[GIVEN EXERCISE]
Retype everything in the listing, leaving each line exactly as it is.

Coordinate labeling data
· · ·

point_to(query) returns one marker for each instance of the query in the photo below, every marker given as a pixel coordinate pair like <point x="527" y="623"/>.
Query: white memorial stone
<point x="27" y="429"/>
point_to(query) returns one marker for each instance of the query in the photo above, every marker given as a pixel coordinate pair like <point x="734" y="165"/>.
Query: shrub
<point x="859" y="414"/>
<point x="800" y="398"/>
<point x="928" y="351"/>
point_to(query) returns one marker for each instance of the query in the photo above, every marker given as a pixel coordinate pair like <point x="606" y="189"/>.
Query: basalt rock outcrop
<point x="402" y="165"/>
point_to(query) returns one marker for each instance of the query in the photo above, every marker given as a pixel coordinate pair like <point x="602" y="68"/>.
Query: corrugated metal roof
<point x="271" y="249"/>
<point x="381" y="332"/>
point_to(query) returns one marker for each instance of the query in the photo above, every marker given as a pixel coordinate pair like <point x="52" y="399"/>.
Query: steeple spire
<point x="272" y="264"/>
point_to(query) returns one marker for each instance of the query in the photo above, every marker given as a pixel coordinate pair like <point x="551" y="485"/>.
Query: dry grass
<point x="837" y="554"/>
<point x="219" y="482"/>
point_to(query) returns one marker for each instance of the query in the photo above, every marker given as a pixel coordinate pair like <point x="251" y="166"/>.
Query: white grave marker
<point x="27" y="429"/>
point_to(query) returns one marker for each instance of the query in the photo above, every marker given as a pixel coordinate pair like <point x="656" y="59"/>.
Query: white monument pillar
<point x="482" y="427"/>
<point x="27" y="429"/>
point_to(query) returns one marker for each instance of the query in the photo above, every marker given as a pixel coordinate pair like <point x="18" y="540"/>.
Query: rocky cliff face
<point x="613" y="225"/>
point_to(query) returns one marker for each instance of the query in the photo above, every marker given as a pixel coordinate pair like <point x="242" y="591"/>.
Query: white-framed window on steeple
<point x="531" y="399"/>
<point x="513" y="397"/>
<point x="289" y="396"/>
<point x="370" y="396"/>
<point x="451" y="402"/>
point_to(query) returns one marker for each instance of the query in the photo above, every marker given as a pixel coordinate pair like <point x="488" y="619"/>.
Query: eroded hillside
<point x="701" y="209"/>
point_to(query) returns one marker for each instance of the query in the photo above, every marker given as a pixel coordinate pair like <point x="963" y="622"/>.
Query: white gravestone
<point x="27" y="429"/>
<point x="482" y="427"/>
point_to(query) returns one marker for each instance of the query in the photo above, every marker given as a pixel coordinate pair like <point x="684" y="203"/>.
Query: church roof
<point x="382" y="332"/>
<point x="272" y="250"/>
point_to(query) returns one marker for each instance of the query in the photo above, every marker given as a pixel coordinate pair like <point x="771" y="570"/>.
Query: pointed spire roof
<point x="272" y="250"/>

· · ·

[TASK RESULT]
point_to(query) returns one marker for each instance of the query in the photo below, every marker given as a pixel coordinate pair like <point x="527" y="623"/>.
Query: white memorial stone
<point x="27" y="429"/>
point_to(query) returns one marker for each instance of the query in the photo above, every marker given as a pixel coordinate pair like <point x="734" y="165"/>.
Query: shrub
<point x="859" y="414"/>
<point x="800" y="398"/>
<point x="928" y="351"/>
point_to(query) returns one marker for each instance of the query in the photo above, every marker given as a pixel coordinate pair like <point x="606" y="189"/>.
Query: basalt rock outcrop
<point x="402" y="165"/>
point_to(query) returns one marker for each instance of the query in the photo above, every marker given as a pixel coordinate pair like <point x="602" y="68"/>.
Query: corrugated metal roof
<point x="271" y="249"/>
<point x="381" y="332"/>
point_to(query) returns one marker for each instance of the query in the photo above, every marker given as a pixel coordinate pair like <point x="52" y="399"/>.
Query: steeple spire
<point x="272" y="264"/>
point_to(query) returns one marker for each instance of the query in the photo above, every marker given as a pixel coordinate pair like <point x="551" y="485"/>.
Query: dry grass
<point x="837" y="554"/>
<point x="219" y="482"/>
point_to(query) returns one marker for each instance of the query in the photo above, every marker given as a pixel coordinate pair like <point x="251" y="166"/>.
Query: white grave marker
<point x="27" y="429"/>
point_to(query) returns one marker for each instance of the query in the photo above, every marker given as a pixel coordinate pair like <point x="656" y="59"/>.
Query: white monument pillar
<point x="482" y="427"/>
<point x="27" y="429"/>
point_to(query) returns one marker for each instance of the query in the photo above, every marker given as a pixel coordinate pair like <point x="18" y="540"/>.
Query: rocky cliff face
<point x="613" y="225"/>
point_to(query) returns one marker for each instance of the query in the photo above, every marker given as a pixel coordinate pair like <point x="242" y="591"/>.
Query: white-framed window on steeple
<point x="531" y="399"/>
<point x="513" y="397"/>
<point x="289" y="396"/>
<point x="370" y="396"/>
<point x="451" y="402"/>
point_to(query) returns one marker for each instance of the query in the photo above, every marker given as a pixel coordinate pair like <point x="488" y="619"/>.
Query: eroded hillside
<point x="701" y="209"/>
point_to(query) returns one marker for each instance of the query in the photo above, every marker given as a pixel coordinate pair like <point x="963" y="622"/>.
Query: white gravestone
<point x="27" y="429"/>
<point x="482" y="427"/>
point_to(query) returns one marker for each instance of the query in the photo above, every marker given as a pixel coordinate pair like <point x="684" y="203"/>.
Query: church roof
<point x="382" y="332"/>
<point x="272" y="250"/>
point_to(query) returns one marker for each instance of the query in the photo above, every marker given as a pixel coordinate pair like <point x="771" y="570"/>.
Query: pointed spire roof
<point x="272" y="250"/>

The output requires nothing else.